1. Prepend fragment that validates architecture matches the build
architecture.

2. Add BPF code for the following. If any callbacks are installed for
the process UID/GID stuff, we need to also emulate the UID/GID
syscalls for any children that are spawned; that is, the descendant
processes need to be added to the process state table. Ways to deal
with this include:

a. As part of the callbacks for the UID/GID syscalls, add the calling
process to the state table on the first such call. The problem is
that if the process is re-parented before such a syscall, e.g. if
the wrapped process starts a grandchild-style daemon, then
grandchild’s parent will be init(8) (or a subreaper), which may be
outside the wrapped environment and thus not in the state table.
That is, in the following sequence, we lose the grandchild’s
corred UID/GID state. (FIXME: Are there other ways we could lose a
process’ state?)

1. Parent forks a child. Assume parent is in the state table so we
know its fake IDs.

2. Child forks a grandchild.

3. Child exits and becomes a zombie. Child never made any UID/GID
syscalls and therefore is not added to the state table.

4. Parent reaps the child with wait(2) etc. and grandchild is
re-parented to PID 1.

5. Grandchild asks for its (e.g.) EUID with getuid(2). As part of
adding it to the state table, we look for its parent process in
the the table. Because it’s been re-parented, that parent PID
is 1, which is not in the table, and we’re hosed.

b. We can also intercept a few syscalls that are likely to appear
soon after fork(2) or clone(2), for example set_tid_address(2),
rt_sigprocmask(2), and execve(2). This reduces the race but does
not eliminate it, because the child could still be re-parented
first, and some clone(2) uses don’t make any of these early
syscalls.

c. Also intercept clone(2), fork(2), and vfork(2), letting the
syscalls execute as usual but adding the calling process to the
state table first. Thus, the child is added to the state table
in Step a.1 above, and Step a.5 succeeds.

We make two assumptions here:

1. PID reuse won’t cause a false positive in the state table. We
could either ignore the problem, assuming that it’s
sufficiently unlikely for a recycled PID to also make its way
into the state table and with different process UID/GID (and
could we detect this case by intercepting _exit(2) etc. to mark
the process exited?), or we could disambiguate by keying the
state table on both PID and process start time (field 22 of
/proc/$PID/stat).

2. Indefinitely growing the state table doesn’t consume excessive
memory.

libpseudo does (a) and (c). */
filter = pdo_compile_cfg(*cfg);

child_pid = fork();
if (child_pid == -1) { // error
// ugh ...
} else if (child_pid) { // parent
pdo_handle_events(child_pid);
} else { // child
pdo_install_filter(filter);
pdo_validate_filter(); // charliecloud does this with mknod(2)

Stored rows:
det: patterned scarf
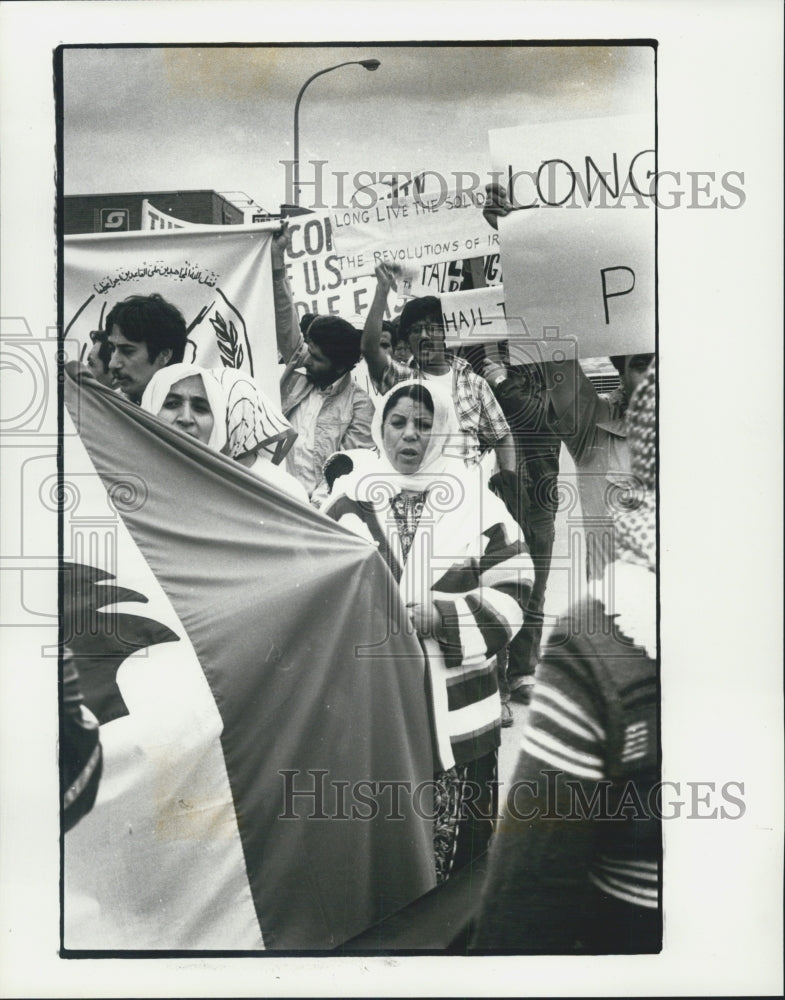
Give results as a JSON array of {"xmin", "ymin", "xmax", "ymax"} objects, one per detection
[{"xmin": 614, "ymin": 362, "xmax": 657, "ymax": 573}]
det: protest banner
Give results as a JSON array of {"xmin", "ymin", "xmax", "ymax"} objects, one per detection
[
  {"xmin": 286, "ymin": 214, "xmax": 382, "ymax": 325},
  {"xmin": 330, "ymin": 190, "xmax": 499, "ymax": 278},
  {"xmin": 407, "ymin": 253, "xmax": 502, "ymax": 296},
  {"xmin": 63, "ymin": 224, "xmax": 280, "ymax": 402},
  {"xmin": 490, "ymin": 115, "xmax": 655, "ymax": 357},
  {"xmin": 441, "ymin": 287, "xmax": 508, "ymax": 347},
  {"xmin": 61, "ymin": 366, "xmax": 435, "ymax": 953}
]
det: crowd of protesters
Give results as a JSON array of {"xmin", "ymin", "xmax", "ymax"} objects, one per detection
[{"xmin": 65, "ymin": 184, "xmax": 661, "ymax": 953}]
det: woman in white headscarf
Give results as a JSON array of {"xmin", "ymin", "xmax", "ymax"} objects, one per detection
[
  {"xmin": 142, "ymin": 364, "xmax": 308, "ymax": 503},
  {"xmin": 324, "ymin": 380, "xmax": 533, "ymax": 881},
  {"xmin": 141, "ymin": 364, "xmax": 226, "ymax": 451}
]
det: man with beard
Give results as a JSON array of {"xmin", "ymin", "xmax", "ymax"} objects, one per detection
[
  {"xmin": 362, "ymin": 264, "xmax": 517, "ymax": 480},
  {"xmin": 272, "ymin": 230, "xmax": 374, "ymax": 506}
]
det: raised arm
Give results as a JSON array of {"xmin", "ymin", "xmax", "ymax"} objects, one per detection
[
  {"xmin": 360, "ymin": 264, "xmax": 397, "ymax": 385},
  {"xmin": 483, "ymin": 184, "xmax": 609, "ymax": 461}
]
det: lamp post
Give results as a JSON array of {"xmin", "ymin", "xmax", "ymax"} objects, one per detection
[{"xmin": 294, "ymin": 59, "xmax": 381, "ymax": 208}]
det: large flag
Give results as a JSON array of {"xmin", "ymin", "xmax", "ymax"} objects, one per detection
[
  {"xmin": 62, "ymin": 366, "xmax": 435, "ymax": 951},
  {"xmin": 64, "ymin": 222, "xmax": 281, "ymax": 401}
]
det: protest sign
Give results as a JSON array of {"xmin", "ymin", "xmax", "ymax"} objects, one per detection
[
  {"xmin": 490, "ymin": 115, "xmax": 655, "ymax": 357},
  {"xmin": 64, "ymin": 223, "xmax": 280, "ymax": 401},
  {"xmin": 330, "ymin": 190, "xmax": 499, "ymax": 278},
  {"xmin": 441, "ymin": 287, "xmax": 507, "ymax": 347},
  {"xmin": 286, "ymin": 215, "xmax": 382, "ymax": 322}
]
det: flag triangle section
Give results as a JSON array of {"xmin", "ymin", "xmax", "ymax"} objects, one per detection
[{"xmin": 61, "ymin": 366, "xmax": 435, "ymax": 953}]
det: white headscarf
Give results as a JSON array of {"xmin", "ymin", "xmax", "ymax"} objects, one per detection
[
  {"xmin": 324, "ymin": 379, "xmax": 465, "ymax": 513},
  {"xmin": 212, "ymin": 368, "xmax": 297, "ymax": 465},
  {"xmin": 141, "ymin": 363, "xmax": 226, "ymax": 451}
]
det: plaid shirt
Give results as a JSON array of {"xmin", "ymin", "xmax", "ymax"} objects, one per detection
[{"xmin": 380, "ymin": 358, "xmax": 510, "ymax": 461}]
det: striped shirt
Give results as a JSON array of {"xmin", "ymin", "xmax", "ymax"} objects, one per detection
[{"xmin": 519, "ymin": 592, "xmax": 659, "ymax": 909}]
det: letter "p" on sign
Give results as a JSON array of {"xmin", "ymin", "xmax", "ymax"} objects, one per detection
[{"xmin": 101, "ymin": 208, "xmax": 128, "ymax": 233}]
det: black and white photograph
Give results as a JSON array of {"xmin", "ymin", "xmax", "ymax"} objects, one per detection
[{"xmin": 0, "ymin": 2, "xmax": 782, "ymax": 996}]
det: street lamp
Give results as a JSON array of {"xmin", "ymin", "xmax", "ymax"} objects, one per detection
[{"xmin": 294, "ymin": 59, "xmax": 381, "ymax": 208}]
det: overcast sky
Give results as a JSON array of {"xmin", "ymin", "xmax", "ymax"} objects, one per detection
[{"xmin": 64, "ymin": 45, "xmax": 654, "ymax": 211}]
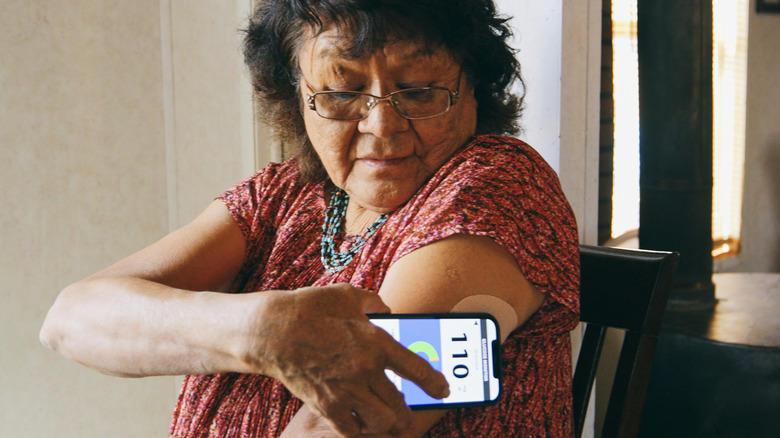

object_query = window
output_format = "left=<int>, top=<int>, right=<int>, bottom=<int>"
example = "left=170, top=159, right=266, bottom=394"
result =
left=612, top=0, right=749, bottom=258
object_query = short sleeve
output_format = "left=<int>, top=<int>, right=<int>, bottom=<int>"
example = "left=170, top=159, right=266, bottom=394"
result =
left=217, top=160, right=308, bottom=282
left=396, top=136, right=579, bottom=331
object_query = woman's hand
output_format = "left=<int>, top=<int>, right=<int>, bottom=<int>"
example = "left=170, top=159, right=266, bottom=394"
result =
left=242, top=284, right=449, bottom=436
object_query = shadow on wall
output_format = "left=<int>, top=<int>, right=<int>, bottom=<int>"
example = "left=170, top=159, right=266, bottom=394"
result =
left=762, top=137, right=780, bottom=272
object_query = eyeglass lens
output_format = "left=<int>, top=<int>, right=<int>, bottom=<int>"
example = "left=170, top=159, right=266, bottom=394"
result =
left=313, top=88, right=452, bottom=120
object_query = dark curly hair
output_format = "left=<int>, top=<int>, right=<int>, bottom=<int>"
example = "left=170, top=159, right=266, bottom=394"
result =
left=244, top=0, right=522, bottom=181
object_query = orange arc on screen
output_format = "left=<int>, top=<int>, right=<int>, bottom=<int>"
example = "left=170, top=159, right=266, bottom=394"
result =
left=407, top=341, right=439, bottom=362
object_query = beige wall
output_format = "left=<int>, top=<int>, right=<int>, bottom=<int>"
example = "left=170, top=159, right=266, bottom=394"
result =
left=716, top=0, right=780, bottom=272
left=0, top=0, right=255, bottom=437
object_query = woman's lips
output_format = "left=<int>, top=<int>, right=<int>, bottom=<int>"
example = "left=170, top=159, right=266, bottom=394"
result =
left=360, top=157, right=407, bottom=168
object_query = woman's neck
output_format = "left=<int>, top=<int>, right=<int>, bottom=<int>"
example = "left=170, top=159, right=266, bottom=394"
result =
left=344, top=200, right=382, bottom=235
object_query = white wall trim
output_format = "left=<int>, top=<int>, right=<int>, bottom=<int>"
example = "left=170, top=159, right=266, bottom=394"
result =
left=160, top=0, right=179, bottom=232
left=560, top=0, right=601, bottom=244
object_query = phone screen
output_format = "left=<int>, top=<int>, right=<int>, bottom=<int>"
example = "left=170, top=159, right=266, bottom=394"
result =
left=371, top=313, right=501, bottom=409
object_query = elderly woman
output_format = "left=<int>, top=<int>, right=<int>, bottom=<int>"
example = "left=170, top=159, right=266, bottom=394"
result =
left=42, top=0, right=579, bottom=437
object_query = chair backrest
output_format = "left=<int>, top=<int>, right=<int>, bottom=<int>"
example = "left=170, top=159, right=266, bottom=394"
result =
left=573, top=245, right=679, bottom=438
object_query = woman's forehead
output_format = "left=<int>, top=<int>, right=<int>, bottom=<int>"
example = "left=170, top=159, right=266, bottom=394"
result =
left=301, top=27, right=449, bottom=61
left=299, top=29, right=454, bottom=74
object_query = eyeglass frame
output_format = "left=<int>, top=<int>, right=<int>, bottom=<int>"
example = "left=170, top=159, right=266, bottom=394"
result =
left=303, top=70, right=463, bottom=122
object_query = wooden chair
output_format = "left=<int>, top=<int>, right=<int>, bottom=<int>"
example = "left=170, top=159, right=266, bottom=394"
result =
left=573, top=245, right=679, bottom=438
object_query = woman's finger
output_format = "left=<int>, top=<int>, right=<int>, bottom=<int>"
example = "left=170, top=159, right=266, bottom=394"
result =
left=386, top=342, right=450, bottom=399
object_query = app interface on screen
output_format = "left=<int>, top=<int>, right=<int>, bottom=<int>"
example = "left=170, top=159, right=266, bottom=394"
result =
left=371, top=318, right=498, bottom=406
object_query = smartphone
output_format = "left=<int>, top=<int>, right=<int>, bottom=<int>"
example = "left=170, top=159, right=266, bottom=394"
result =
left=369, top=313, right=501, bottom=410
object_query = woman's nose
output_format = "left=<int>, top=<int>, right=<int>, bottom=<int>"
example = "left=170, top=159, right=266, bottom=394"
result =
left=358, top=99, right=409, bottom=138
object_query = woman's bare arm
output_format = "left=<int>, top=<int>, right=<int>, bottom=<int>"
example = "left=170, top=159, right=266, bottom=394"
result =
left=41, top=201, right=447, bottom=433
left=285, top=235, right=544, bottom=437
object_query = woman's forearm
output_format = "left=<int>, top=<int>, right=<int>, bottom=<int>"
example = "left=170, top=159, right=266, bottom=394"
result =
left=40, top=277, right=261, bottom=377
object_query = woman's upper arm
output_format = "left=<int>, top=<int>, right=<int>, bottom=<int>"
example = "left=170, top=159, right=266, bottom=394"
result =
left=379, top=234, right=544, bottom=336
left=93, top=200, right=246, bottom=291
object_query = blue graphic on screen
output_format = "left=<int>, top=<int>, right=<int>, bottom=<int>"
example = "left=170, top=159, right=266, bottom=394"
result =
left=399, top=319, right=442, bottom=405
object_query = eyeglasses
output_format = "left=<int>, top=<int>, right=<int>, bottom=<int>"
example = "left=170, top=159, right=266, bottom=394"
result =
left=306, top=74, right=460, bottom=121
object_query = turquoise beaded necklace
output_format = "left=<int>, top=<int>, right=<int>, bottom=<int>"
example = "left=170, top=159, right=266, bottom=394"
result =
left=320, top=188, right=388, bottom=272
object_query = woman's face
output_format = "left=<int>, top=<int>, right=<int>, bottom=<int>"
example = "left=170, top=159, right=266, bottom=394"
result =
left=299, top=30, right=477, bottom=213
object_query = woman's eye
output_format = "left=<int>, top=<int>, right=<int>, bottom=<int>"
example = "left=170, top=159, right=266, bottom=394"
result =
left=327, top=93, right=358, bottom=102
left=403, top=89, right=433, bottom=101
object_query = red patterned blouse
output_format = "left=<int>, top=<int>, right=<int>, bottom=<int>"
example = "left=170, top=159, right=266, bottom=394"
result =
left=170, top=136, right=579, bottom=438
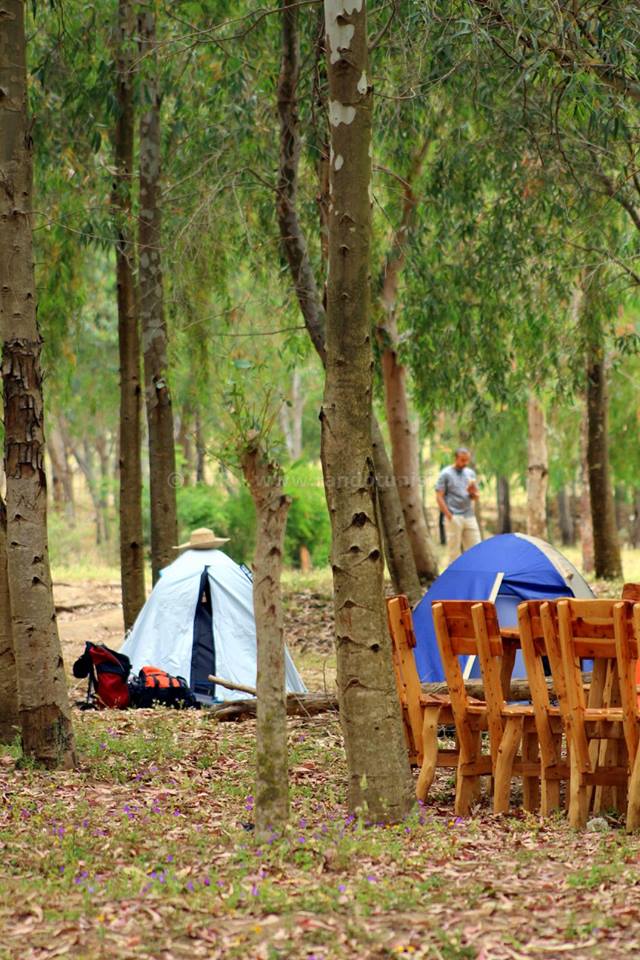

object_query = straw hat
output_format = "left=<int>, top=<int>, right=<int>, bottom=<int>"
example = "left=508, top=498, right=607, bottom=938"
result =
left=173, top=527, right=229, bottom=550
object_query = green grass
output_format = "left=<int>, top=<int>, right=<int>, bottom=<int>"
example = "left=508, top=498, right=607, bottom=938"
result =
left=0, top=710, right=640, bottom=960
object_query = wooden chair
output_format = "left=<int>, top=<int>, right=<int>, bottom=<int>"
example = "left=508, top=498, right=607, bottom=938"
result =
left=518, top=600, right=569, bottom=816
left=556, top=599, right=637, bottom=827
left=433, top=600, right=540, bottom=816
left=614, top=604, right=640, bottom=830
left=387, top=596, right=458, bottom=802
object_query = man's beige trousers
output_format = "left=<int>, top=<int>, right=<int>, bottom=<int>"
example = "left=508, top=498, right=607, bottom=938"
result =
left=445, top=513, right=481, bottom=563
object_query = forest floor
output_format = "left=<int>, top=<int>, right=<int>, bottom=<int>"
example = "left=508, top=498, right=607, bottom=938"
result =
left=0, top=575, right=640, bottom=960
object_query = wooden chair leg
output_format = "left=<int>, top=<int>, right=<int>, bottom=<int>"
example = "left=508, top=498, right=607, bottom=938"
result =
left=522, top=730, right=540, bottom=810
left=613, top=740, right=629, bottom=813
left=627, top=749, right=640, bottom=830
left=540, top=733, right=562, bottom=817
left=493, top=717, right=524, bottom=813
left=569, top=750, right=590, bottom=830
left=454, top=732, right=481, bottom=817
left=416, top=706, right=442, bottom=803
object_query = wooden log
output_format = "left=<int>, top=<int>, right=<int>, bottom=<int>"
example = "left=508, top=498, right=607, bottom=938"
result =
left=207, top=673, right=591, bottom=721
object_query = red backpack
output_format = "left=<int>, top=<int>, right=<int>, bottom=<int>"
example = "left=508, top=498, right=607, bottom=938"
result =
left=73, top=643, right=131, bottom=710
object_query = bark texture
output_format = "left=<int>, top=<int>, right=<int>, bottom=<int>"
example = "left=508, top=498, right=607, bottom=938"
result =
left=242, top=447, right=291, bottom=838
left=111, top=0, right=145, bottom=630
left=377, top=141, right=438, bottom=584
left=557, top=487, right=576, bottom=547
left=496, top=473, right=511, bottom=533
left=587, top=348, right=622, bottom=580
left=138, top=0, right=178, bottom=583
left=580, top=397, right=595, bottom=573
left=276, top=0, right=422, bottom=605
left=321, top=0, right=412, bottom=821
left=0, top=0, right=75, bottom=768
left=527, top=394, right=549, bottom=540
left=0, top=496, right=20, bottom=743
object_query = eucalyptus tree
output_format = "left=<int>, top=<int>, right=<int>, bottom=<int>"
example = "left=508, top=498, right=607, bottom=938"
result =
left=138, top=0, right=178, bottom=582
left=321, top=0, right=412, bottom=821
left=0, top=0, right=75, bottom=767
left=276, top=3, right=421, bottom=603
left=111, top=0, right=145, bottom=630
left=0, top=496, right=20, bottom=743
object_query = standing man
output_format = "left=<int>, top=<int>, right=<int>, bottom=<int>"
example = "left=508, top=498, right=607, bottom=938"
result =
left=436, top=447, right=481, bottom=563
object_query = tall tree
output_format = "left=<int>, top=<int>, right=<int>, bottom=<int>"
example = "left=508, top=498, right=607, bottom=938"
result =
left=0, top=0, right=75, bottom=767
left=276, top=0, right=422, bottom=604
left=241, top=437, right=291, bottom=838
left=138, top=0, right=178, bottom=583
left=321, top=0, right=411, bottom=820
left=377, top=140, right=438, bottom=583
left=111, top=0, right=145, bottom=630
left=0, top=496, right=18, bottom=743
left=527, top=393, right=549, bottom=540
left=587, top=342, right=622, bottom=580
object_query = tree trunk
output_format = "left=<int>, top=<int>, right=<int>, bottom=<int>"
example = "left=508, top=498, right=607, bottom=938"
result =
left=242, top=447, right=291, bottom=839
left=276, top=5, right=422, bottom=605
left=580, top=397, right=595, bottom=573
left=613, top=483, right=629, bottom=538
left=0, top=496, right=20, bottom=743
left=629, top=487, right=640, bottom=550
left=291, top=370, right=304, bottom=460
left=371, top=415, right=423, bottom=607
left=382, top=348, right=438, bottom=583
left=0, top=0, right=75, bottom=768
left=280, top=370, right=304, bottom=460
left=195, top=407, right=206, bottom=483
left=72, top=440, right=102, bottom=546
left=178, top=405, right=195, bottom=487
left=496, top=473, right=511, bottom=533
left=320, top=0, right=412, bottom=822
left=111, top=0, right=145, bottom=630
left=557, top=487, right=575, bottom=547
left=138, top=0, right=178, bottom=583
left=96, top=435, right=111, bottom=543
left=377, top=140, right=438, bottom=583
left=587, top=348, right=622, bottom=580
left=527, top=394, right=549, bottom=540
left=47, top=427, right=76, bottom=527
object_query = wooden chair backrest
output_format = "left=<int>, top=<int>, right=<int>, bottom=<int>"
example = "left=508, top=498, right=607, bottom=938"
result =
left=518, top=600, right=568, bottom=764
left=432, top=600, right=504, bottom=753
left=387, top=594, right=422, bottom=757
left=558, top=599, right=638, bottom=770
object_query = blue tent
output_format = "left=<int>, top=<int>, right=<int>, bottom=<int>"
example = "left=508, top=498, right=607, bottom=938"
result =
left=413, top=533, right=593, bottom=683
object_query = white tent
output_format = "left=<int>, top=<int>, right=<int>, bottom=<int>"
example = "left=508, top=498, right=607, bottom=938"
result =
left=120, top=550, right=306, bottom=702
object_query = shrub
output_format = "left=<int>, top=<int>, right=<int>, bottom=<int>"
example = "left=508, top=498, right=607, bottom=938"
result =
left=178, top=463, right=331, bottom=567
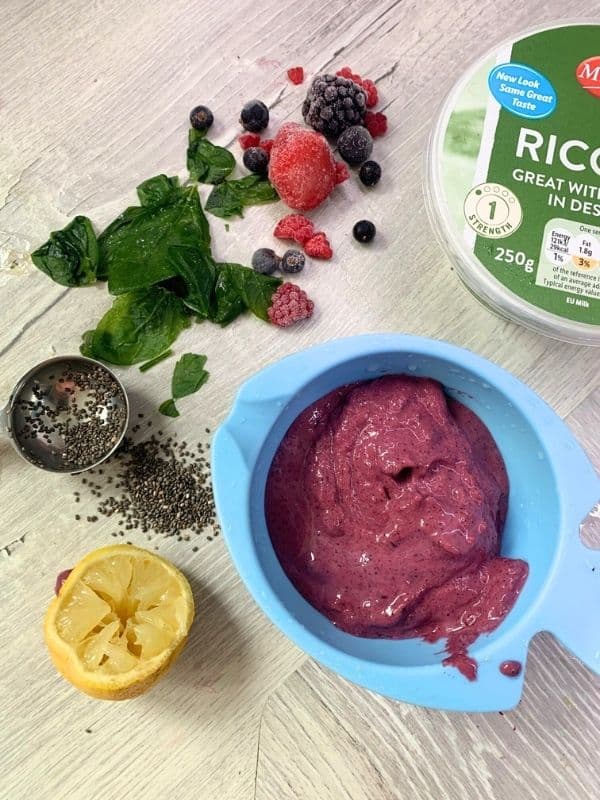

Given task 1:
Answer these questions using the UID/GID emulation notes.
(a) Which three syscalls does option b list as likely to appear soon after fork(2) or clone(2)?
(b) Besides the PID, what could key the state table to disambiguate reused PIDs, and where is that value found?
(c) Which of the options does libpseudo implement?
Given task 2:
Resume the UID/GID emulation notes and code, starting right after the last line shown.

Task output 1:
(a) set_tid_address(2), rt_sigprocmask(2), and execve(2).
(b) The process start time, found in field 22 of /proc/$PID/stat.
(c) Options (a) and (c).

Task output 2:
execv(argv[0], argv); // our CLI removed already above
}

return 0;
}


/** Functions **/

/** stat(2) wrapper that adjusts results to reflect stored fake file IDs.

@param[in] pid Process ID of the process making the syscall.
Ignored for this wrapper because all wrapped
processes see the same files state.

@param[in,out] sc Context for the system call.

@param[in,out] state Fake ID table for known files.

@returns @c PDO_EMU_OK on successful call and adjustment of @c stat(2),
otherwise @c PDO_EMU_ERROR. Note that the (possibly-fake) result of @c
stat(2) is returned in @p sc->ret; this function’s return value
describes only whether something went wrong with the emulation. */
// example tag to allow deriving syscall table at compile time
// .pdo.syscall group:file_id_syscalls_consistent mode:consistent
pdo_emu_status_t pdo_hdl_stat(pid_t pid, syscall_ctx_t *sc, void *state)
{
// Get the file data by path. This always succeeds. If the file is not yet
// known, pdo_file_by_path() allocates a new file_meta_t, inserts it into
// state, then returns it. Somehow it also keeps the file identifiers
// consistent???
pdo_file_info_t *f = pdo_file_by_path(sc->args[0], state);

// This is the statbuf allocated by the caller.
struct stat *st = sc->args[1];

// Don’t use the C wrapper because that might do weird things.
//
// FIXME: Perhaps we should call fstatat(2) instead? Can we condense all
// the stat(2) flavors into fstatat(2)? aarch64 doesn’t even have stat(2).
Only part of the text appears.